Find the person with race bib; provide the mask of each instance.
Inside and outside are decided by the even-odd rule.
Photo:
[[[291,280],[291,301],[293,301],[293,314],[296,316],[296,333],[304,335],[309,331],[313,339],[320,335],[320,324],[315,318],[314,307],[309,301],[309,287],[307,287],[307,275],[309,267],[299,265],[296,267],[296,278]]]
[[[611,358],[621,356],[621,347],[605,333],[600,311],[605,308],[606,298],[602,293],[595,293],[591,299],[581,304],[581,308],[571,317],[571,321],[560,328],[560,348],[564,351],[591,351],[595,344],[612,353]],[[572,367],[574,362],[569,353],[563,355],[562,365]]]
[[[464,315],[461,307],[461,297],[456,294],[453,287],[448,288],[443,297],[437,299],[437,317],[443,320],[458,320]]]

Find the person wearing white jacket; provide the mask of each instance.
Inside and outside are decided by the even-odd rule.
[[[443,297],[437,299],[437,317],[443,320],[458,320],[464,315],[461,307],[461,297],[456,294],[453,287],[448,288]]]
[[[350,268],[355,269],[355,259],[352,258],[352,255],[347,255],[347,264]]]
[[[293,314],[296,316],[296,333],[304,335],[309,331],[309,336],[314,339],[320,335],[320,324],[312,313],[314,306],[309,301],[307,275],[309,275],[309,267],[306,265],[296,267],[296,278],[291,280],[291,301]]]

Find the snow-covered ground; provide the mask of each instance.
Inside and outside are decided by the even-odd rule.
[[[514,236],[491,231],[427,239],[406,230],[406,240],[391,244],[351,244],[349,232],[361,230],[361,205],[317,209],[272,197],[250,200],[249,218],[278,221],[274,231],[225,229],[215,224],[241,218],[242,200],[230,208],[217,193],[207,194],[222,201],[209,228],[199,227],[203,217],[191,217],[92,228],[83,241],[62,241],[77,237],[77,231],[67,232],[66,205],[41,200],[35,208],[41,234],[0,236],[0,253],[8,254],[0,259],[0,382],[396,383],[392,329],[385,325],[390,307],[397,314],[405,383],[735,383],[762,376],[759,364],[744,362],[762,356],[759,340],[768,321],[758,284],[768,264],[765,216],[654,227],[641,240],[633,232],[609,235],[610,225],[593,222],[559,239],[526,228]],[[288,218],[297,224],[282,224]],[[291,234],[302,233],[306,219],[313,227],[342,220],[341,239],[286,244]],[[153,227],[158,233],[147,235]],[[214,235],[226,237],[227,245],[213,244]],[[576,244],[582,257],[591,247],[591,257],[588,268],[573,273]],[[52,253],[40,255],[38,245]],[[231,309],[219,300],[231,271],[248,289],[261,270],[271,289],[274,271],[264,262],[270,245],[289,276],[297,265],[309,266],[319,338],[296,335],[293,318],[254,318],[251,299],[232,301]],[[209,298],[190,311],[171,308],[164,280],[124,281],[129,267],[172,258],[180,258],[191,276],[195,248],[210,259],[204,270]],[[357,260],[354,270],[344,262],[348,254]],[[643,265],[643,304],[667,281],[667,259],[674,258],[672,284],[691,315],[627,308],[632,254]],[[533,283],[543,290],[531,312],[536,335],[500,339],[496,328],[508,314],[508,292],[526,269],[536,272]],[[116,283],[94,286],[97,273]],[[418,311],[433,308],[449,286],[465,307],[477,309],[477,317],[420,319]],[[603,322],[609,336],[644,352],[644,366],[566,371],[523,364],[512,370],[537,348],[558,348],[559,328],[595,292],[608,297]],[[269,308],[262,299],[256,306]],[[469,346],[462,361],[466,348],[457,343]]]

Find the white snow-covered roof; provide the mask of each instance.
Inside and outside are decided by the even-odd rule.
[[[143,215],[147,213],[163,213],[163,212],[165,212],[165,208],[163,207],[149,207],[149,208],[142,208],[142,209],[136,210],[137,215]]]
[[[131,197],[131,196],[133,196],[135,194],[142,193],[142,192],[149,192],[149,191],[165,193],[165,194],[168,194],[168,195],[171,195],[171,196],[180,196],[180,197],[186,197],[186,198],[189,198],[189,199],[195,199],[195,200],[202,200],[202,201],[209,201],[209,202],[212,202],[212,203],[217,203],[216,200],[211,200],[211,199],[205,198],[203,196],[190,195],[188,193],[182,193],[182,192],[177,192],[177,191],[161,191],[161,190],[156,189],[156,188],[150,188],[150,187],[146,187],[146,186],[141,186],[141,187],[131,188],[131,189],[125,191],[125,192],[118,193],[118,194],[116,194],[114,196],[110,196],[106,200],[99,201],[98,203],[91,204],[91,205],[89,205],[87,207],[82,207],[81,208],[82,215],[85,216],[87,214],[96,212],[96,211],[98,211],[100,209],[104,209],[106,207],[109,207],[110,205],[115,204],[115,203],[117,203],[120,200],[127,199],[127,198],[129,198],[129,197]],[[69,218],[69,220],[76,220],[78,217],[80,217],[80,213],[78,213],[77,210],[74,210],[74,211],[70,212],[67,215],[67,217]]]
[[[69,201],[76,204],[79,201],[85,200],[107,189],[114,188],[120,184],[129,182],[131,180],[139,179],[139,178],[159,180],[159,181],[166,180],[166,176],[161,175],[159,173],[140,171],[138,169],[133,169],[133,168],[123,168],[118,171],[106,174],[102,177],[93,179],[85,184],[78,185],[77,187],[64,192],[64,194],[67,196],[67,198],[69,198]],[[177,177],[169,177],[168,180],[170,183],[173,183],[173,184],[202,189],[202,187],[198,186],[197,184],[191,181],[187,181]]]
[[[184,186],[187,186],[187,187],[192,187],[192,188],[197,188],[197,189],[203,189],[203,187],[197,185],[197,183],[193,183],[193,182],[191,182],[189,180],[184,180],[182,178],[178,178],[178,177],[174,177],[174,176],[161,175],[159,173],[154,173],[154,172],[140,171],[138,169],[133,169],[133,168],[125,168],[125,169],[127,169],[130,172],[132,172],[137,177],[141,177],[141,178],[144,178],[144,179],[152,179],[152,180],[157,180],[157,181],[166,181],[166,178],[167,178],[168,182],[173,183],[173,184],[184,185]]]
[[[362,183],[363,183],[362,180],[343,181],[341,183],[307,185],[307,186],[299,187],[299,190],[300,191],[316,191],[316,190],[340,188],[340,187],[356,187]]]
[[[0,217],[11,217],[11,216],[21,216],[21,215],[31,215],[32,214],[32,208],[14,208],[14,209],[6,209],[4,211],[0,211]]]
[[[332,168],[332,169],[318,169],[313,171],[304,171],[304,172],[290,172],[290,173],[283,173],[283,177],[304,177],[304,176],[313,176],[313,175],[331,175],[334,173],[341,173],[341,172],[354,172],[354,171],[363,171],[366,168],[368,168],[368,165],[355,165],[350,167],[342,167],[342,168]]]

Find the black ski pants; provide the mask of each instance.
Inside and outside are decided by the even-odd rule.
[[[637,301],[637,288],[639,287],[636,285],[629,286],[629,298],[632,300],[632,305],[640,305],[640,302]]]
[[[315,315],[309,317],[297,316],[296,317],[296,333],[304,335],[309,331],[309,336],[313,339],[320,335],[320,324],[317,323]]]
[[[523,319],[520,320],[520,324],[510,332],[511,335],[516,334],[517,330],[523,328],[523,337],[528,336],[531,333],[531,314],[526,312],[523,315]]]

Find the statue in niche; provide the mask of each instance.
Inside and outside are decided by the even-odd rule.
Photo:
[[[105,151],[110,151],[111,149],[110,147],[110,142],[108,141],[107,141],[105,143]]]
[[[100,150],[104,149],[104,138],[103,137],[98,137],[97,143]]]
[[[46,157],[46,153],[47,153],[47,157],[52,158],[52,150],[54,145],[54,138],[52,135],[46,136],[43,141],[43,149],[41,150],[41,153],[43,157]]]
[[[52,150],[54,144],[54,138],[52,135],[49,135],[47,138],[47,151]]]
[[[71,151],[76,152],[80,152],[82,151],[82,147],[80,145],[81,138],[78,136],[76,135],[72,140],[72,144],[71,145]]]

§ §

### Your goal
Copy every one of the entries above word for word, keeping each line unchanged.

### Correct answer
Find the person with race bib; provide the mask of each instance.
Inside and outside are decided by the even-odd rule.
Photo:
[[[291,280],[291,301],[293,301],[293,314],[296,316],[296,333],[304,335],[309,331],[313,339],[320,335],[320,324],[315,318],[314,307],[309,301],[309,287],[307,287],[307,275],[309,267],[299,265],[296,267],[296,278]]]
[[[611,358],[621,356],[621,347],[605,333],[600,311],[605,308],[606,298],[602,293],[595,293],[591,299],[581,304],[581,308],[571,317],[571,321],[560,328],[560,348],[564,351],[591,351],[595,344],[612,353]],[[572,367],[574,362],[569,353],[563,355],[562,365]]]
[[[464,315],[461,307],[461,297],[456,294],[453,287],[448,288],[443,297],[437,299],[437,317],[443,320],[458,320]]]

Find the person wearing white jacket; provide the mask of each instance.
Inside and outside are decided by the even-odd rule.
[[[443,297],[437,299],[437,317],[443,320],[458,320],[464,315],[461,307],[461,297],[456,294],[453,287],[448,288]]]
[[[350,268],[355,269],[355,259],[352,258],[352,255],[347,255],[347,264]]]
[[[293,314],[296,316],[296,333],[304,335],[309,331],[309,336],[314,339],[320,335],[320,324],[312,313],[314,306],[309,301],[307,275],[309,275],[309,267],[306,265],[296,267],[296,278],[291,280],[291,301]]]

Find the snow-covered ground; provide the mask of each instance.
Inside and outside are decided by the even-odd rule.
[[[514,236],[491,231],[427,239],[406,230],[406,240],[391,244],[351,244],[349,232],[361,230],[361,205],[317,209],[272,197],[250,200],[249,218],[278,221],[274,231],[225,229],[215,224],[241,218],[242,200],[230,208],[217,193],[207,194],[222,201],[209,228],[199,227],[203,217],[191,217],[92,228],[83,241],[62,241],[77,237],[77,231],[67,232],[66,205],[41,200],[35,208],[41,234],[0,236],[0,253],[8,254],[0,259],[0,382],[396,383],[392,329],[385,325],[390,307],[397,314],[405,383],[735,383],[762,376],[759,364],[744,362],[762,356],[759,340],[768,321],[758,284],[768,264],[765,216],[654,227],[641,240],[633,232],[609,235],[610,225],[593,222],[559,239],[526,228]],[[288,218],[297,224],[282,224]],[[291,234],[302,233],[306,219],[313,227],[342,220],[341,239],[286,244]],[[153,227],[158,233],[147,235]],[[214,235],[226,237],[227,245],[213,244]],[[576,244],[582,257],[591,247],[591,257],[588,268],[573,273]],[[52,253],[40,255],[38,245]],[[231,309],[219,300],[231,271],[248,289],[261,270],[271,289],[274,271],[264,262],[270,245],[289,276],[297,265],[309,266],[319,338],[296,335],[293,318],[254,318],[251,299],[232,301]],[[209,298],[190,311],[171,308],[164,280],[124,281],[129,267],[172,258],[180,258],[191,276],[195,248],[210,259],[204,270]],[[357,260],[354,270],[344,262],[348,254]],[[643,265],[643,304],[667,281],[667,259],[674,258],[672,284],[691,315],[627,308],[632,254]],[[533,283],[543,290],[531,312],[536,335],[500,339],[496,328],[508,314],[508,292],[526,269],[536,272]],[[116,283],[94,286],[97,273]],[[418,311],[433,308],[449,286],[465,307],[477,309],[477,317],[420,319]],[[603,322],[609,336],[644,352],[644,366],[566,371],[523,364],[512,370],[537,348],[558,348],[559,328],[595,292],[608,297]],[[269,308],[262,299],[256,306]],[[469,346],[462,361],[466,348],[457,343]]]

Find the white snow-covered roof; provide the mask of each instance.
Inside and outside are decided by the even-odd rule.
[[[143,215],[147,213],[163,213],[163,212],[165,212],[165,208],[163,207],[149,207],[149,208],[142,208],[142,209],[136,210],[137,215]]]
[[[131,197],[131,196],[133,196],[135,194],[142,193],[142,192],[149,192],[149,191],[165,193],[165,194],[168,194],[168,195],[171,195],[171,196],[180,196],[180,197],[186,197],[186,198],[189,198],[189,199],[195,199],[195,200],[202,200],[202,201],[209,201],[209,202],[212,202],[212,203],[217,203],[216,200],[211,200],[211,199],[205,198],[203,196],[190,195],[188,193],[182,193],[182,192],[177,192],[177,191],[161,191],[161,190],[156,189],[156,188],[150,188],[150,187],[146,187],[146,186],[141,186],[141,187],[131,188],[131,189],[125,191],[125,192],[118,193],[118,194],[116,194],[114,196],[110,196],[106,200],[99,201],[98,203],[91,204],[91,205],[89,205],[87,207],[82,207],[81,208],[82,215],[85,216],[87,214],[96,212],[96,211],[98,211],[100,209],[104,209],[106,207],[109,207],[110,205],[115,204],[115,203],[117,203],[120,200],[127,199],[127,198],[129,198],[129,197]],[[69,218],[69,220],[76,220],[78,217],[80,217],[80,213],[78,213],[77,210],[74,210],[74,211],[70,212],[67,215],[67,217]]]
[[[69,201],[76,204],[79,201],[85,200],[107,189],[114,188],[120,184],[129,182],[131,180],[139,179],[139,178],[159,180],[159,181],[166,180],[166,176],[161,175],[159,173],[140,171],[138,169],[133,169],[133,168],[123,168],[118,171],[106,174],[102,177],[93,179],[85,184],[78,185],[77,187],[64,192],[64,194],[67,196],[67,198],[69,198]],[[177,177],[169,177],[168,180],[170,183],[173,183],[173,184],[202,189],[202,187],[198,186],[197,184],[191,181],[187,181]]]
[[[184,186],[187,186],[187,187],[192,187],[192,188],[197,188],[197,189],[203,189],[203,187],[197,185],[197,183],[193,183],[193,182],[191,182],[189,180],[184,180],[182,178],[178,178],[178,177],[174,177],[174,176],[161,175],[159,173],[154,173],[154,172],[140,171],[138,169],[133,169],[133,168],[125,168],[125,169],[127,169],[130,172],[132,172],[137,177],[141,177],[141,178],[144,178],[144,179],[152,179],[152,180],[157,180],[157,181],[166,181],[166,178],[167,178],[168,182],[173,183],[173,184],[184,185]]]
[[[362,183],[363,183],[362,180],[343,181],[341,183],[307,185],[307,186],[299,187],[299,190],[300,191],[316,191],[316,190],[340,188],[340,187],[356,187]]]
[[[0,217],[11,217],[11,216],[21,216],[21,215],[31,215],[32,214],[32,208],[14,208],[14,209],[6,209],[4,211],[0,211]]]
[[[332,168],[332,169],[318,169],[313,171],[304,171],[304,172],[290,172],[290,173],[283,173],[283,177],[304,177],[304,176],[313,176],[313,175],[331,175],[334,173],[341,173],[341,172],[354,172],[354,171],[363,171],[366,168],[368,168],[368,165],[355,165],[350,167],[342,167],[342,168]]]

Find the black ski pants; provide the mask of each instance.
Inside and outside are decided by the even-odd rule.
[[[637,301],[637,288],[639,287],[636,285],[629,286],[629,298],[632,300],[632,305],[640,305],[640,302]]]
[[[315,315],[309,317],[297,316],[296,317],[296,333],[304,335],[309,331],[309,336],[313,339],[320,335],[320,324],[317,323]]]
[[[523,319],[520,320],[520,324],[510,332],[511,335],[516,334],[517,330],[523,328],[523,337],[528,336],[531,333],[531,314],[526,312],[523,315]]]

Find the statue in niche; provide the mask of each instance.
Inside and outside are decided by the even-odd rule.
Photo:
[[[105,151],[110,151],[111,149],[110,147],[110,142],[108,141],[107,141],[105,143]]]
[[[100,150],[104,149],[104,138],[103,137],[98,137],[97,143]]]
[[[46,157],[46,153],[47,153],[47,157],[52,158],[52,150],[54,145],[54,138],[52,135],[46,136],[43,141],[43,149],[41,150],[41,153],[43,157]]]
[[[52,150],[54,144],[54,138],[52,135],[49,135],[47,138],[47,151]]]
[[[71,151],[76,152],[80,152],[82,151],[82,147],[80,145],[81,138],[78,136],[76,135],[72,140],[72,144],[71,145]]]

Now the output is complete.